Entries supplied:
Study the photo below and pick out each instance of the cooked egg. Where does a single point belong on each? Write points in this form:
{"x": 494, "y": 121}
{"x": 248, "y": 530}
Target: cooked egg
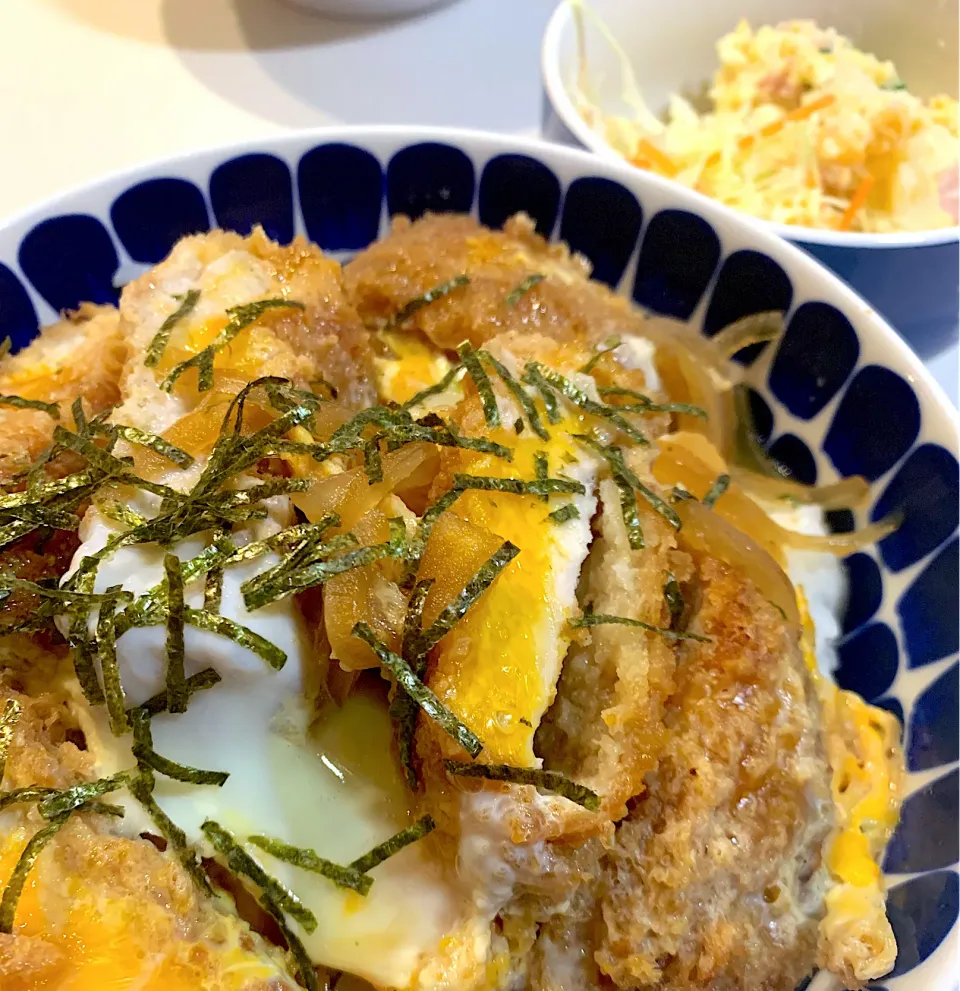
{"x": 335, "y": 788}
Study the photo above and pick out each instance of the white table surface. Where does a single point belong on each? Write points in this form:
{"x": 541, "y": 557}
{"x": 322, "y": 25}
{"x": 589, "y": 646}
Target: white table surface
{"x": 88, "y": 86}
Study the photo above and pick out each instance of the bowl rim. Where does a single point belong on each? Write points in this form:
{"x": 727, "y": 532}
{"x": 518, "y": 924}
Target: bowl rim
{"x": 561, "y": 21}
{"x": 295, "y": 143}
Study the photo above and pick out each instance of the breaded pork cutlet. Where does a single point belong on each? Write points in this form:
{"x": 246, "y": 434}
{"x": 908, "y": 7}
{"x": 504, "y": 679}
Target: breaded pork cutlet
{"x": 707, "y": 865}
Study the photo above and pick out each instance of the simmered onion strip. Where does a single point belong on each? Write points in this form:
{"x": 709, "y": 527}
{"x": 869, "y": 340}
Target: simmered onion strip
{"x": 707, "y": 531}
{"x": 751, "y": 329}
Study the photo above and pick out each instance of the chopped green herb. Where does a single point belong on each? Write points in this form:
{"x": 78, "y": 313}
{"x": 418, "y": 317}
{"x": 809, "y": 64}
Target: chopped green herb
{"x": 241, "y": 317}
{"x": 519, "y": 394}
{"x": 673, "y": 597}
{"x": 107, "y": 655}
{"x": 419, "y": 692}
{"x": 18, "y": 402}
{"x": 564, "y": 514}
{"x": 395, "y": 844}
{"x": 309, "y": 860}
{"x": 176, "y": 688}
{"x": 716, "y": 490}
{"x": 159, "y": 343}
{"x": 470, "y": 361}
{"x": 431, "y": 295}
{"x": 523, "y": 288}
{"x": 605, "y": 348}
{"x": 8, "y": 723}
{"x": 550, "y": 781}
{"x": 11, "y": 893}
{"x": 240, "y": 862}
{"x": 588, "y": 620}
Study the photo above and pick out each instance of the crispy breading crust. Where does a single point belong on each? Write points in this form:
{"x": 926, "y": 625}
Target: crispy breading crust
{"x": 80, "y": 355}
{"x": 716, "y": 880}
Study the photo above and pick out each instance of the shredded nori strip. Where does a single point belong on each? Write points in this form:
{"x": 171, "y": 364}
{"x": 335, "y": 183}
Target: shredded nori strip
{"x": 419, "y": 692}
{"x": 241, "y": 317}
{"x": 519, "y": 394}
{"x": 438, "y": 388}
{"x": 8, "y": 723}
{"x": 716, "y": 490}
{"x": 198, "y": 682}
{"x": 395, "y": 844}
{"x": 240, "y": 862}
{"x": 470, "y": 361}
{"x": 71, "y": 798}
{"x": 455, "y": 610}
{"x": 403, "y": 708}
{"x": 564, "y": 514}
{"x": 523, "y": 288}
{"x": 589, "y": 619}
{"x": 146, "y": 755}
{"x": 605, "y": 348}
{"x": 550, "y": 781}
{"x": 32, "y": 793}
{"x": 541, "y": 469}
{"x": 159, "y": 343}
{"x": 310, "y": 860}
{"x": 673, "y": 597}
{"x": 14, "y": 887}
{"x": 18, "y": 402}
{"x": 306, "y": 973}
{"x": 133, "y": 435}
{"x": 547, "y": 380}
{"x": 176, "y": 651}
{"x": 431, "y": 295}
{"x": 241, "y": 635}
{"x": 645, "y": 404}
{"x": 107, "y": 655}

Exercise prompt:
Give again the lines from the line holding "of the shredded" through the close of the listing, both included, exactly as written and with nothing else.

Solution to this task:
Study the photo above and pick out each instance of the shredded nori strip. Where does a single point belong on each? Write points in this form:
{"x": 171, "y": 364}
{"x": 335, "y": 183}
Target: shredded nori strip
{"x": 419, "y": 692}
{"x": 241, "y": 317}
{"x": 519, "y": 394}
{"x": 438, "y": 388}
{"x": 8, "y": 723}
{"x": 716, "y": 490}
{"x": 198, "y": 682}
{"x": 395, "y": 844}
{"x": 240, "y": 862}
{"x": 470, "y": 361}
{"x": 71, "y": 798}
{"x": 455, "y": 610}
{"x": 403, "y": 708}
{"x": 564, "y": 514}
{"x": 523, "y": 288}
{"x": 589, "y": 619}
{"x": 146, "y": 755}
{"x": 605, "y": 348}
{"x": 550, "y": 781}
{"x": 32, "y": 793}
{"x": 541, "y": 469}
{"x": 159, "y": 343}
{"x": 310, "y": 860}
{"x": 673, "y": 597}
{"x": 14, "y": 887}
{"x": 18, "y": 402}
{"x": 306, "y": 973}
{"x": 133, "y": 435}
{"x": 547, "y": 380}
{"x": 176, "y": 651}
{"x": 431, "y": 295}
{"x": 241, "y": 635}
{"x": 645, "y": 404}
{"x": 107, "y": 655}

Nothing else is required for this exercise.